*** TEXT FOR ANALYSIS Section Begins ***
Back Donate
photo collage design by Darius Wilmore


Photo: Daniel Berman

In 2020, even before the COVID-19 pandemic upended our lives in countless ways, Amazon workers around the country were organizing and protesting in response to inhumane worker conditions in Amazon factories and distribution centers while the corporation was under criticism for paying lower tax rates than the average American.

On Feb. 17, 2020, Amazon’s Jeff Bezos, then the richest man in the world and part of a new class of billionaire-CEOs-turned-philanthropists, drew attention away from his labor practices and Amazon worker organizing by announcing the launch of his newest project, BEF. The fund would commit $10 billion in grants by 2030 – it has given $2 billion as of early 2024 – with the goal of “reaching net-zero emissions and shifting to nature-positive development, while also focusing on reducing poverty and protecting the vulnerable.” In terms of climate funding and solutions being influenced by those with billionaire and corporate interests, BEF is set up to be one of the largest and most disruptive projects to date. Therefore, grassroots leaders, alliances and funder organizers across the ecosystem quickly mobilized.
*** TEXT FOR ANALYSIS Section Ends ***
[PROBLEMS AND TASKS]:
• a. Name every person mentioned in the passage about BEF.
• b. Reproduce the stretch of the passage about BEF from "Photo: Daniel Berman" through "the average American.", word for word.
*** DATA EXTRACTS Section Begins ***
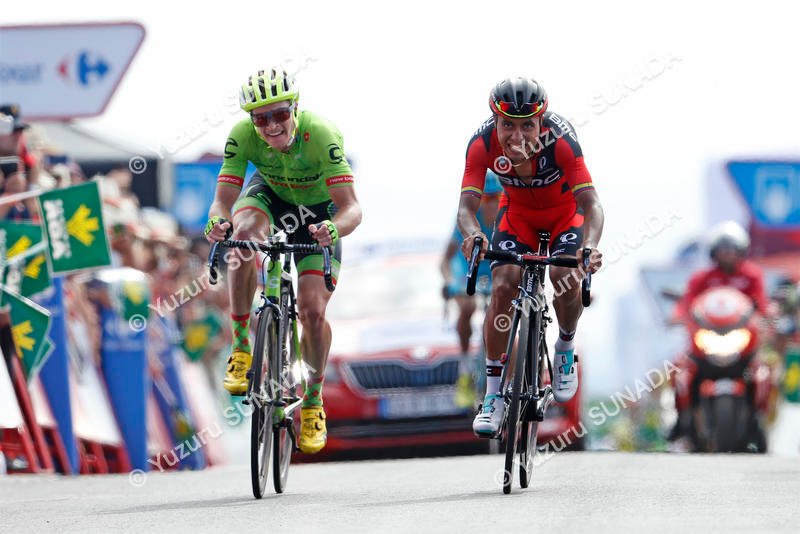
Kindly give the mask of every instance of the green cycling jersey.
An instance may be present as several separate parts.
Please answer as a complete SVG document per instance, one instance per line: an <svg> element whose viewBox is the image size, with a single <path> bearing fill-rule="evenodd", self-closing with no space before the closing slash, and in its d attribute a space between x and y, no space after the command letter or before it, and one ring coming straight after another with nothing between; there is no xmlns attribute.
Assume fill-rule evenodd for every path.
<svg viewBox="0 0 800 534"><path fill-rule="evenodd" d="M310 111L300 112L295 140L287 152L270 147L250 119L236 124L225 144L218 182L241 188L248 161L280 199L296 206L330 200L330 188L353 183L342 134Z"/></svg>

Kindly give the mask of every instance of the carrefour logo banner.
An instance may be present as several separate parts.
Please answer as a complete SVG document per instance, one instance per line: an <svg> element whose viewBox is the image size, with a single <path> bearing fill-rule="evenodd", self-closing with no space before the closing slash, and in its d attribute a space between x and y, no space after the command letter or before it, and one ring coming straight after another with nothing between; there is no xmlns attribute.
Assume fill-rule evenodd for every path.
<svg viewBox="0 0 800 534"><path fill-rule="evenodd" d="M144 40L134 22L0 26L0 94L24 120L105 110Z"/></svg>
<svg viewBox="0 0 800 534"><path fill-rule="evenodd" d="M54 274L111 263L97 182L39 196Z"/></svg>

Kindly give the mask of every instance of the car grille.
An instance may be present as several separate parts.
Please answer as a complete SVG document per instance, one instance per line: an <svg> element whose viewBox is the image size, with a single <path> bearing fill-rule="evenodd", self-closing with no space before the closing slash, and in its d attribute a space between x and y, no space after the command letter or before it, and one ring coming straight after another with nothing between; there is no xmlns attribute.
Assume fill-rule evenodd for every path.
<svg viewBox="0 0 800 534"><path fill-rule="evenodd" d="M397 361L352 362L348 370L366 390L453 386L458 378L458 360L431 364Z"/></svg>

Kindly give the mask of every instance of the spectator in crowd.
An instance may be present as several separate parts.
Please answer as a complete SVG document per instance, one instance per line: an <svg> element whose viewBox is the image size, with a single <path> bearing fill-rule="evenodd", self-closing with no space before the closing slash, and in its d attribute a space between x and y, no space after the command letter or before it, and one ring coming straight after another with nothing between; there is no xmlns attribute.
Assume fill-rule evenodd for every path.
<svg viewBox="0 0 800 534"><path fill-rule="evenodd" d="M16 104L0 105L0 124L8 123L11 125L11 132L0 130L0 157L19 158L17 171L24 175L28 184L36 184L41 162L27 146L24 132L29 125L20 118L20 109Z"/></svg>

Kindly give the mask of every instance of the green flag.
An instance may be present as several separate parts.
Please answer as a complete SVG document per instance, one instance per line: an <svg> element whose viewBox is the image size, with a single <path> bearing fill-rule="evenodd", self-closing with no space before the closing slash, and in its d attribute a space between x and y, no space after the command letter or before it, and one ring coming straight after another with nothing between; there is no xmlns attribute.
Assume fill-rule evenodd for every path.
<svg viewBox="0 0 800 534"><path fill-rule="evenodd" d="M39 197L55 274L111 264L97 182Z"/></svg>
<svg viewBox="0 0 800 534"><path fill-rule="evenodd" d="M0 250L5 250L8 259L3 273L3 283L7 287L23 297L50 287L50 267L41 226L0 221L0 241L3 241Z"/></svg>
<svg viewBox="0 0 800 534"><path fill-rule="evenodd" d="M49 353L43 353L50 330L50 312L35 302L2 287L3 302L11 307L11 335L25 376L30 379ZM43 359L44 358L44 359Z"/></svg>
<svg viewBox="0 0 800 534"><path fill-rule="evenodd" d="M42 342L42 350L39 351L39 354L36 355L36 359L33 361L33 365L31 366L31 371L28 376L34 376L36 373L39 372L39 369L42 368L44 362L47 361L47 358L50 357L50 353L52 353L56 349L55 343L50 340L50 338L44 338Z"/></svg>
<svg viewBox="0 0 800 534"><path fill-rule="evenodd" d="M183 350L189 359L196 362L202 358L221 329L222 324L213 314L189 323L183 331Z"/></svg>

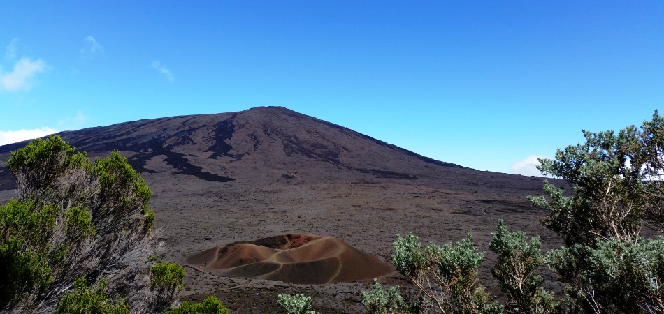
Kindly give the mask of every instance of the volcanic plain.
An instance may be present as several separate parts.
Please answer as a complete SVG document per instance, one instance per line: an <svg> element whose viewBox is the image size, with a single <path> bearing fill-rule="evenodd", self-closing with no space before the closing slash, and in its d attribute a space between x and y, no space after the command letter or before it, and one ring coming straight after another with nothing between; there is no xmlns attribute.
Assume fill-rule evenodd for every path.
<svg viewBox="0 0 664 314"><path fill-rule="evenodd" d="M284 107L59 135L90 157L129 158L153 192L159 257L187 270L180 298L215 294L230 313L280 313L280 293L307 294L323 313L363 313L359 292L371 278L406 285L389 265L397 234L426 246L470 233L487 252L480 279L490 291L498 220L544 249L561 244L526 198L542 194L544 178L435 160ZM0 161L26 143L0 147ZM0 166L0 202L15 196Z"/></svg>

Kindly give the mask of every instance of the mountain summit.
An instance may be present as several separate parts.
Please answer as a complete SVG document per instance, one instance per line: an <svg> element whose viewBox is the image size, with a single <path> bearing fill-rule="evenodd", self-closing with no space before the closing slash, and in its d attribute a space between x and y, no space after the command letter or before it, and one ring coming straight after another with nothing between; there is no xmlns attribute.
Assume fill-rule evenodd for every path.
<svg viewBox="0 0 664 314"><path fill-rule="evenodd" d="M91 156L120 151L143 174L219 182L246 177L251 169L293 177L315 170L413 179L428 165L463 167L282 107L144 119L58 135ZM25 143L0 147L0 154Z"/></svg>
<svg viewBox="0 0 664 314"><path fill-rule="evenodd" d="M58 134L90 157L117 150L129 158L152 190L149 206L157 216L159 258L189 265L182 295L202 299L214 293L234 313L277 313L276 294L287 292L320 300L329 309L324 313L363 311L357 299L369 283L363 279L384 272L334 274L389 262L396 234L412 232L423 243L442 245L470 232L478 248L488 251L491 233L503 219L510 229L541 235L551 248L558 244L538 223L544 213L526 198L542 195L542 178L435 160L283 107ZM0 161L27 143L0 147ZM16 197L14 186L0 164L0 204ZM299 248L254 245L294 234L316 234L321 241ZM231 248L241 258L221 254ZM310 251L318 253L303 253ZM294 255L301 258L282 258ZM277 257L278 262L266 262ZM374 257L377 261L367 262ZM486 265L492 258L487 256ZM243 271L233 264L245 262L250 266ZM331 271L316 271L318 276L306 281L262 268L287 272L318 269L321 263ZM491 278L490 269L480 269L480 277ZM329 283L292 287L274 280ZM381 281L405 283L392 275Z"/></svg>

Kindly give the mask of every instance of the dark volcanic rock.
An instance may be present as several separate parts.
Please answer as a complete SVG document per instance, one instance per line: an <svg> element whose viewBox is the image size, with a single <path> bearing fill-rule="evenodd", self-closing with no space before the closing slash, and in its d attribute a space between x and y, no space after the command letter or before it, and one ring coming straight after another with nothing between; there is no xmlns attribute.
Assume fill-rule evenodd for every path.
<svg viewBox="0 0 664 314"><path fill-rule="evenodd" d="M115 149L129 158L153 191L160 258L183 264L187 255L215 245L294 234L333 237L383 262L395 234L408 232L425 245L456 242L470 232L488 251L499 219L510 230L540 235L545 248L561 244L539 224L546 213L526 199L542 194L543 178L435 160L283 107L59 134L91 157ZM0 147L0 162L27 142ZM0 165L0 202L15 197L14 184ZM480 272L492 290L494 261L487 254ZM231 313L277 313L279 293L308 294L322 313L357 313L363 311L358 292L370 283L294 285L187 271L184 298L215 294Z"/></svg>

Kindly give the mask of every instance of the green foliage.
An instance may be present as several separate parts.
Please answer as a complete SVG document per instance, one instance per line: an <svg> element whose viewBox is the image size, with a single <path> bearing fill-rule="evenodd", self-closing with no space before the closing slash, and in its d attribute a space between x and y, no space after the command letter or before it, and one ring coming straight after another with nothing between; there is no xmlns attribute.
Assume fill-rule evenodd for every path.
*** DATA EXTRACTS Section Ends ***
[ANSWERS FOR THE TASKS]:
• a. Darius Wilmore, Daniel Berman, Jeff Bezos

• b.
Photo: Daniel Berman

In 2020, even before the COVID-19 pandemic upended our lives in countless ways, Amazon workers around the country were organizing and protesting in response to inhumane worker conditions in Amazon factories and distribution centers while the corporation was under criticism for paying lower tax rates than the average American.